TEXTO DE LECTURA:
##########

Las recientes denuncias sobre falsificación y adulteración de medicamentos de alto costo (oncológicos, anti-retrovirales, biológicos, factores de coagulación para hemofilia y otros) en la Argentina dan estado público a una situación insostenible de extrema perversidad: la ambición de lucro, elevada por encima del respeto a la vida.
Uno de los casos de alta notoriedad pública se halla bajo revisión judicial, por lo que sería inapropiado adelantar hipótesis o consideraciones específicas. Sin embargo, en términos generales, cabe reflexionar que la sociedad y los profesionales de la Salud no supimos descifrar "la escritura sobre la pared": que el mercado no puede erigirse en divinidad todopoderosa; que la ambición de lucro es incapaz de cuidar de la salud de nadie, y que el abandono de un modelo sanitario, más una necesaria cadena de complicidades nos ha llevado a este bajo fondo, en que la ética es sirvienta de la búsqueda de la ganancia. De la caja, en resumidas cuentas.
Vale aclarar que un incentivo poderoso para los inescrupulosos ha sido el elevado precio unitario de los productos señalados al inicio de este comentario (miles o decenas de miles de pesos por envase), resultado de una verdadera carrera en pos de ganancias extraordinarias, que a su vez satisficieran el apetito de lucro de accionistas, ejecutivos, y gurúes.
Los médicos contamos con muy pocas herramientas intelectuales y prácticas para detectar falsificación o adulteración, como no sea el uso atento de los sentidos, para notar cambios de color, aspecto, turbidez, o alteraciones en el envase de un producto.

##########

PROBLEMA PROPUESTO:
Según el texto sobre la falsificación de medicamentos, ¿con qué cuentan los médicos para detectar falsificación o adulteración?

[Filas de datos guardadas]
##########

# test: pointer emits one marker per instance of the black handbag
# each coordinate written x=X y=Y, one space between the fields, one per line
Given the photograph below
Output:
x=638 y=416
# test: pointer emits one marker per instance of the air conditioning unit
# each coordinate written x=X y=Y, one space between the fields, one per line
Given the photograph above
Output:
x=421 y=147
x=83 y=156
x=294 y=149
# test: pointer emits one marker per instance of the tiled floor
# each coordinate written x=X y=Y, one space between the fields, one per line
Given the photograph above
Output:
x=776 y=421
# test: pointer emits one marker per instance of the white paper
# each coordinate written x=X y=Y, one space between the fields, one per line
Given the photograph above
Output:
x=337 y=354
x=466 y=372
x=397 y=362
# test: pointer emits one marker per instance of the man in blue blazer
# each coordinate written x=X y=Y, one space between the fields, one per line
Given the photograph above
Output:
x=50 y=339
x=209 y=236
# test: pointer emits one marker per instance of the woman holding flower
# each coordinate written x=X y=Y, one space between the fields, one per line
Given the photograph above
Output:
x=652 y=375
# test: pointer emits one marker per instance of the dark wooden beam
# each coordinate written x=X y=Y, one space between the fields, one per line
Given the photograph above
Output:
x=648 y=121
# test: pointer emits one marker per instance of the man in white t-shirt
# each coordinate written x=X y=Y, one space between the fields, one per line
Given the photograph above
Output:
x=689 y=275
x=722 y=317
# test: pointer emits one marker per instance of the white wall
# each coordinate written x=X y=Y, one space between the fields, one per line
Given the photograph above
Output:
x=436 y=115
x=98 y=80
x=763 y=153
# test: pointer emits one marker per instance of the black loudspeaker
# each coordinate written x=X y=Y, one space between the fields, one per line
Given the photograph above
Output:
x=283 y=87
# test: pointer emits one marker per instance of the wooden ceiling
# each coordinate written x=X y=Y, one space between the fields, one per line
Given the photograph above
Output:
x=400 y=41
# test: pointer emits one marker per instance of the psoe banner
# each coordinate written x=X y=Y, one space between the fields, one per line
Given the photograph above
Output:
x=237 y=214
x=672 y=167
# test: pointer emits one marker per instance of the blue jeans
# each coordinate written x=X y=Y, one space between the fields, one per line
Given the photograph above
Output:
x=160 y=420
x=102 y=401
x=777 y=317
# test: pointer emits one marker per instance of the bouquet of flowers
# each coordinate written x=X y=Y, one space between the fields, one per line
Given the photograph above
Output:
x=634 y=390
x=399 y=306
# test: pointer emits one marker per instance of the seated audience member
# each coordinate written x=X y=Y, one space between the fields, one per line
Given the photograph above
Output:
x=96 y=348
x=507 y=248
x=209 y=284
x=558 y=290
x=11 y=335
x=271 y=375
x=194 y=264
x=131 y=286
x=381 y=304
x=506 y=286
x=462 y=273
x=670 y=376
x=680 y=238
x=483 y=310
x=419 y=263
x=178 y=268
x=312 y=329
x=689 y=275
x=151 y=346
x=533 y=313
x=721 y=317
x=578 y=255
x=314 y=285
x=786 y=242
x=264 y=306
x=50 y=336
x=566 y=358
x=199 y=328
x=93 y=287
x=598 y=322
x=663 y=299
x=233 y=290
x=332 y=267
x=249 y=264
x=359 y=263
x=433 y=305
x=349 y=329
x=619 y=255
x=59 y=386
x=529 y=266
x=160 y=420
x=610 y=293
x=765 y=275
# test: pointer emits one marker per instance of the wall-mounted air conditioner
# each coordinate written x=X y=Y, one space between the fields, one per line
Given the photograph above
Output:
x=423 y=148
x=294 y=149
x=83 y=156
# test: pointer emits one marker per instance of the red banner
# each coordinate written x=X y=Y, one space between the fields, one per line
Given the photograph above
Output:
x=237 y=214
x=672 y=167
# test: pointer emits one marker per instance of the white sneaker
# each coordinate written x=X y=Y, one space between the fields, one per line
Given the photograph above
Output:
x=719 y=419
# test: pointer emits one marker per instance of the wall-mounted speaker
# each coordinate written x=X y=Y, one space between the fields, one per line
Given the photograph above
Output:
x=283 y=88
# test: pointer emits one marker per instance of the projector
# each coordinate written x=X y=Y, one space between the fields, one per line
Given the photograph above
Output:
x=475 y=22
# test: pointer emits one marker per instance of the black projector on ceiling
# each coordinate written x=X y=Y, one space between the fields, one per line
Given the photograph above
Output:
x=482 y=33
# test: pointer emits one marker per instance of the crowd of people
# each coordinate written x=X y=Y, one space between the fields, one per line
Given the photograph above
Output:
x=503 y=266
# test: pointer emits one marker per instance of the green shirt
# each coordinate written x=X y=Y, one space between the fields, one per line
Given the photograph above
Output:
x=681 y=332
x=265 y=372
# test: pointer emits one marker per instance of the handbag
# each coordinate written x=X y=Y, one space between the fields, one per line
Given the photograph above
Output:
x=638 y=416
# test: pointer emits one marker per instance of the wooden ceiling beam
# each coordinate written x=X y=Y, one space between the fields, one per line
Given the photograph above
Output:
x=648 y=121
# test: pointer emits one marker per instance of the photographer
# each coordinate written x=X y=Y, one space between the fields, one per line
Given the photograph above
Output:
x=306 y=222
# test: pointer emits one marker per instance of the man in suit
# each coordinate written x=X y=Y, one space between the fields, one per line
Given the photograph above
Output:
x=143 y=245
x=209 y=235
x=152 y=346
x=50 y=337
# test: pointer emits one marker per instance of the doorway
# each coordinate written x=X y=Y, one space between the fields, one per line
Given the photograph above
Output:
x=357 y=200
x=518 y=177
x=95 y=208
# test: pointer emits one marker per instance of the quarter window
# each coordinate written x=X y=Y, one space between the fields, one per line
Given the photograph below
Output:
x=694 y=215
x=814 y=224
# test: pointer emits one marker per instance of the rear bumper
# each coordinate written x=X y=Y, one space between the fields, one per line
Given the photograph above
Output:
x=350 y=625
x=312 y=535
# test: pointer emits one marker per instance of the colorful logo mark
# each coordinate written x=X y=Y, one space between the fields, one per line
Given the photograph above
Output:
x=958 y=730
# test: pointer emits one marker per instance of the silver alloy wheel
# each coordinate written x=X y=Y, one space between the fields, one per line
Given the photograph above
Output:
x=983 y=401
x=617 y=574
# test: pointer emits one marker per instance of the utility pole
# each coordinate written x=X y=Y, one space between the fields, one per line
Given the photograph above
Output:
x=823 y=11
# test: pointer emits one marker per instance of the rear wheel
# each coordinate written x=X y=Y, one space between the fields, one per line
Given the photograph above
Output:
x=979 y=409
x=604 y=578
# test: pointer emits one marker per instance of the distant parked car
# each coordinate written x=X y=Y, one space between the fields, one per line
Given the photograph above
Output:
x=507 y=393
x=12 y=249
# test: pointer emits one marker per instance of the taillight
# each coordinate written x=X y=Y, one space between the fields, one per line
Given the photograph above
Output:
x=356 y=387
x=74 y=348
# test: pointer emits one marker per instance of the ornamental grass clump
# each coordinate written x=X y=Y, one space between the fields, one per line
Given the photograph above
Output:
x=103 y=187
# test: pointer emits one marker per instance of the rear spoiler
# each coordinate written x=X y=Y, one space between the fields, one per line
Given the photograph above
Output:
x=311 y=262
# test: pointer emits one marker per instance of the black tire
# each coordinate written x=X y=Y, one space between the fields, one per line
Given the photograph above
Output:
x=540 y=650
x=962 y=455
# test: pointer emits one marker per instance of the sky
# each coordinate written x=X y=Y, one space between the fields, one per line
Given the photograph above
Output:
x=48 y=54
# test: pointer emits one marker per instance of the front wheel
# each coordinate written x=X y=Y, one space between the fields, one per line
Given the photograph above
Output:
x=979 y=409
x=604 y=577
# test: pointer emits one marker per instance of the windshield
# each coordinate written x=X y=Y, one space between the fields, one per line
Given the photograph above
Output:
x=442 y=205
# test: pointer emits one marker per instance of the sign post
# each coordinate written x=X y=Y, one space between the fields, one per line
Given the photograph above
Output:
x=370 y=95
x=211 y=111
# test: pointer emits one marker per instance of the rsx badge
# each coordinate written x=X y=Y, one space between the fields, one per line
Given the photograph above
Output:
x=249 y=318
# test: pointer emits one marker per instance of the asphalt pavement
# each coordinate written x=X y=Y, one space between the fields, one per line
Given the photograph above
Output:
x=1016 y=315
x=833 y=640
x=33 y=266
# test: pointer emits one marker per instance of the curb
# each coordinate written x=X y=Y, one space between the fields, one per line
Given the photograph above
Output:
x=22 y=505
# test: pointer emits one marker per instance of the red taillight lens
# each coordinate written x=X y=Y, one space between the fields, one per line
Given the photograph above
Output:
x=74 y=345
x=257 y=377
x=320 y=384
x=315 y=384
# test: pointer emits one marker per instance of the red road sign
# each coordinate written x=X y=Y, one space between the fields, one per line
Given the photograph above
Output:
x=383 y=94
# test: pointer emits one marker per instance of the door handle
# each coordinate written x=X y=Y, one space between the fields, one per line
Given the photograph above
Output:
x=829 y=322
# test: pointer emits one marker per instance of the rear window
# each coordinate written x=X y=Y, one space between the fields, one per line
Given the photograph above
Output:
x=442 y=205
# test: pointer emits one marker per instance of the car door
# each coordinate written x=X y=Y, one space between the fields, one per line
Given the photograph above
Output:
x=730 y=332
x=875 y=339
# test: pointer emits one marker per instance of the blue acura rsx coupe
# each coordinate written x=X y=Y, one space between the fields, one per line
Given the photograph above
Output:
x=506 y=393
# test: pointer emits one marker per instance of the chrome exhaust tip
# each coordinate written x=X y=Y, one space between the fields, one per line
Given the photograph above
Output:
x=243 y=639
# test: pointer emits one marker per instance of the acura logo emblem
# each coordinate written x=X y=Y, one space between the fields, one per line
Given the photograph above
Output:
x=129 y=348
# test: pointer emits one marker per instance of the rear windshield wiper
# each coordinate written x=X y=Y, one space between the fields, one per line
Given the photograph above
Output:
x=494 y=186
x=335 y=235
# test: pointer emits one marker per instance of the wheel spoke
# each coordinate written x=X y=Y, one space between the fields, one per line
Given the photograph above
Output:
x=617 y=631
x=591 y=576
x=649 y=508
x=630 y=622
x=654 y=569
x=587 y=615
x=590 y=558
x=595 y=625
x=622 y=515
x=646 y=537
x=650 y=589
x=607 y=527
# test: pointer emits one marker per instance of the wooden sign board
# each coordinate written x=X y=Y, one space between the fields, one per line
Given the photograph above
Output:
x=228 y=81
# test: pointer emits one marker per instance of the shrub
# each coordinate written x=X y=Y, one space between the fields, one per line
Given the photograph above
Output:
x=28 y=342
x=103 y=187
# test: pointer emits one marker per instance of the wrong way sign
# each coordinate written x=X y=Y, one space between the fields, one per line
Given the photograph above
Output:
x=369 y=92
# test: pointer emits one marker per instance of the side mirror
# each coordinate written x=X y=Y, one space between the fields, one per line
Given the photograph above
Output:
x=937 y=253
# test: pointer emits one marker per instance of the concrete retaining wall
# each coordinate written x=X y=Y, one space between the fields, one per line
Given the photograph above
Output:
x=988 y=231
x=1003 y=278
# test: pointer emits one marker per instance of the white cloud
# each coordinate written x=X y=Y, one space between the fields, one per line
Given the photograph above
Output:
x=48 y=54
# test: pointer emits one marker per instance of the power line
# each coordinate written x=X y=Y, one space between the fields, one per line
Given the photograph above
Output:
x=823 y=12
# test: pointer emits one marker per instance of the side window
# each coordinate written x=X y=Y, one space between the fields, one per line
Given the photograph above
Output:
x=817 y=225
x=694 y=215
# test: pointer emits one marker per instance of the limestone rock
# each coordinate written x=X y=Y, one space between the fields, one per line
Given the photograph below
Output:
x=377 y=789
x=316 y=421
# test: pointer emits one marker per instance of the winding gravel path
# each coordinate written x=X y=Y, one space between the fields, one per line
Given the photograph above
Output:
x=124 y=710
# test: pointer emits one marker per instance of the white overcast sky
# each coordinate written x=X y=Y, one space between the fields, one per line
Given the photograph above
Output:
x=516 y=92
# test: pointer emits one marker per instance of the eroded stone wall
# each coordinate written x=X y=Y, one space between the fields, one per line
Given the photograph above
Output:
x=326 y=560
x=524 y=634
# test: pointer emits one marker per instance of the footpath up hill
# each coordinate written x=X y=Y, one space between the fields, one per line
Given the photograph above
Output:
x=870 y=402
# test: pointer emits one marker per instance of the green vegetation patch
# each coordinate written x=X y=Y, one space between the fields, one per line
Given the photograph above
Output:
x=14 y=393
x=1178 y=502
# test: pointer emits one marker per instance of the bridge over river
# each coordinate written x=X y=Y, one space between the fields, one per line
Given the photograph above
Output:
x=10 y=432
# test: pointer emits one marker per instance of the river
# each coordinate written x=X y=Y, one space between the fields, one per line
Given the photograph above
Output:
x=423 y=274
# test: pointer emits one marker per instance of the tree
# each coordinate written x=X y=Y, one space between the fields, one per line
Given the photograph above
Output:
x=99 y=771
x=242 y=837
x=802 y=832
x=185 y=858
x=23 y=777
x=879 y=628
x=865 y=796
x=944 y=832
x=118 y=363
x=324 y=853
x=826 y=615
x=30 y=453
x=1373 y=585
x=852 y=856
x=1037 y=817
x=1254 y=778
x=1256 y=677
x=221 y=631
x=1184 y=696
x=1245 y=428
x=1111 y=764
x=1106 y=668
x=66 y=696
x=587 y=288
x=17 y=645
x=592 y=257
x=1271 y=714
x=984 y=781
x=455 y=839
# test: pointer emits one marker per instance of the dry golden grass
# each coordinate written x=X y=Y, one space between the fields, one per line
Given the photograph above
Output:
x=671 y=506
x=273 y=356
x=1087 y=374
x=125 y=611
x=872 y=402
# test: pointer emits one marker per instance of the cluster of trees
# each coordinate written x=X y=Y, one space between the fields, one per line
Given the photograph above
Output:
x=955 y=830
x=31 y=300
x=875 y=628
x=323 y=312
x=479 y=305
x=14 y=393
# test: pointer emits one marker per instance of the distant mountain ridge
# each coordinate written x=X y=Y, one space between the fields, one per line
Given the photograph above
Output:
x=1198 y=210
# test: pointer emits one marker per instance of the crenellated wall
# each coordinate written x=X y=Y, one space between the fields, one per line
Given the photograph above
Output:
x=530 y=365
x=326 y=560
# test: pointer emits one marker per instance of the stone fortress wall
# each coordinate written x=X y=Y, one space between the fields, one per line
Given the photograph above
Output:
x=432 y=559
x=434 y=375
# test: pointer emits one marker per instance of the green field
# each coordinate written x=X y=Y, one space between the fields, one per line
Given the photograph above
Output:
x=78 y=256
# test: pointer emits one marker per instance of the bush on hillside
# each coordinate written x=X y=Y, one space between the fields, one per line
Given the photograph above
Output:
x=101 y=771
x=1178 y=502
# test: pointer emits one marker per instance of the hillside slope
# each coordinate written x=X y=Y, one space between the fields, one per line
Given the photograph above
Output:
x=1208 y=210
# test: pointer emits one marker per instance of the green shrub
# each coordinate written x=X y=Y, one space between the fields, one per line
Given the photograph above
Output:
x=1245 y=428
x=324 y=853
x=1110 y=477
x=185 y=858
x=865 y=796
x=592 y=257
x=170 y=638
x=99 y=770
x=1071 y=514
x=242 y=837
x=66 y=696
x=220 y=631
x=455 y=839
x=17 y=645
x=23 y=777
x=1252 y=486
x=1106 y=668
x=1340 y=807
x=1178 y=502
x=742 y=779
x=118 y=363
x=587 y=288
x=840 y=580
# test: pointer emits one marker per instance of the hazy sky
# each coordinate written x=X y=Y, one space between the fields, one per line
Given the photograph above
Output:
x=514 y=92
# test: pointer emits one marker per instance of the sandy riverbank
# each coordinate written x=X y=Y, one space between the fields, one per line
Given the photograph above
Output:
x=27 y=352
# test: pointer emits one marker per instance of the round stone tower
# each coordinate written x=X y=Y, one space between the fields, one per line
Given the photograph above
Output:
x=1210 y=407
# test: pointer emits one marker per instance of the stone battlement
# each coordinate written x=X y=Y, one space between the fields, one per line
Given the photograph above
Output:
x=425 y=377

##########

RESULTADO OBTENIDO:
Con el uso atento de los sentidos, para notar cambios de color, aspecto, turbidez o alteraciones en el envase de un producto.